» Records provided
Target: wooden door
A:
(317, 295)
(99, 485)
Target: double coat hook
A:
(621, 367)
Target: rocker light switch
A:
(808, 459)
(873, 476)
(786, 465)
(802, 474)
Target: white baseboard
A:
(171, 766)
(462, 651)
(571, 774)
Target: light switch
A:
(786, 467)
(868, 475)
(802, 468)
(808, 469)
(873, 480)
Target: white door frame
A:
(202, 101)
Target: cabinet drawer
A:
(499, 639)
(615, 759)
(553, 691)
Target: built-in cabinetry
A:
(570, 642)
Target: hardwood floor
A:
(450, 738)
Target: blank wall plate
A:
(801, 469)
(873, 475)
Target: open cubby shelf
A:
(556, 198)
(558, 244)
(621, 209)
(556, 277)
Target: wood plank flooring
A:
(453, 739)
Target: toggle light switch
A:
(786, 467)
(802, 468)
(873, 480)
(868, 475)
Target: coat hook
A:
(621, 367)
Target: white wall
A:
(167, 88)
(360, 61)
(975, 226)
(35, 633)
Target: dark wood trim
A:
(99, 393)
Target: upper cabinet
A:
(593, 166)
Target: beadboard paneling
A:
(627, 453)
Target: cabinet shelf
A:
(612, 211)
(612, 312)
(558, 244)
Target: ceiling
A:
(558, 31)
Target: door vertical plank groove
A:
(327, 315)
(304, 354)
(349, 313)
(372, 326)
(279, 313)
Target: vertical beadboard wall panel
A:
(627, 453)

* * *

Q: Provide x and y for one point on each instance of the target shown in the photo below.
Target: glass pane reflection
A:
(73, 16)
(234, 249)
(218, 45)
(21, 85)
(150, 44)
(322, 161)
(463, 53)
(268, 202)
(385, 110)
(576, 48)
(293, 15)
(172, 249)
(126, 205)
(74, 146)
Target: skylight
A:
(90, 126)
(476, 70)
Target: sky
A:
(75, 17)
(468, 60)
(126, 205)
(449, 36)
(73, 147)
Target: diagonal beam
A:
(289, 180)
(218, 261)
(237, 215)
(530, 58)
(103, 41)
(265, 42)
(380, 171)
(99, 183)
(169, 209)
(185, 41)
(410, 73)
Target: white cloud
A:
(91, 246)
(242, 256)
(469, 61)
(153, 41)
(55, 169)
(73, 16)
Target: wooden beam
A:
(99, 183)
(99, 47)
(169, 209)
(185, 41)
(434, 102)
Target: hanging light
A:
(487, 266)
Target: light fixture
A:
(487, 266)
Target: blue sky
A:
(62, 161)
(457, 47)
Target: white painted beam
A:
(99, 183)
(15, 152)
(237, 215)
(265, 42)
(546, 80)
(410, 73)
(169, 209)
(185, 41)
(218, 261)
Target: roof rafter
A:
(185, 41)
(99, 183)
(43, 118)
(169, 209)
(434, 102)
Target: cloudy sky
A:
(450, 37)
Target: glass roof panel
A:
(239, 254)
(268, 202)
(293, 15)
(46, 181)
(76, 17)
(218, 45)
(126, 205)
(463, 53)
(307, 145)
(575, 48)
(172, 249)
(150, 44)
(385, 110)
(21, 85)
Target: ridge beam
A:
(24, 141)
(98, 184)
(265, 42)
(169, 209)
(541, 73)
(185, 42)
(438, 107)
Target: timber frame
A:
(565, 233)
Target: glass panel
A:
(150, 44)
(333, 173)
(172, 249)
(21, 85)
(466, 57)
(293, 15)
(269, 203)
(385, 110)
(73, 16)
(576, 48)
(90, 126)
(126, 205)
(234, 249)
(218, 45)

» What you need to do
Reproduce the lines above, beginning at the line with "Target: wooden door" and stopping after the line with "Target: upper cabinet", exactly as they are.

» Expected output
Target: wooden door
A:
(317, 295)
(99, 485)
Target: double coat hook
A:
(621, 367)
Target: rocker light switch
A:
(808, 459)
(873, 476)
(786, 465)
(802, 474)
Target: white baseboard
A:
(171, 766)
(462, 651)
(571, 774)
Target: light switch
A:
(786, 467)
(868, 475)
(802, 468)
(808, 469)
(873, 480)
Target: white door frame
A:
(202, 101)
Target: cabinet drawer
A:
(499, 639)
(615, 759)
(553, 691)
Target: built-in cabinetry
A:
(570, 642)
Target: hardwood floor
A:
(450, 738)
Target: blank wall plate
A:
(801, 469)
(873, 475)
Target: open cubby shelf
A:
(556, 198)
(558, 244)
(621, 209)
(556, 277)
Target: wood plank flooring
A:
(453, 739)
Target: toggle light switch
A:
(786, 467)
(802, 468)
(873, 480)
(868, 475)
Target: coat hook
A:
(621, 367)
Target: white wall
A:
(167, 88)
(360, 61)
(975, 226)
(35, 633)
Target: dark wood trim
A:
(99, 393)
Target: upper cabinet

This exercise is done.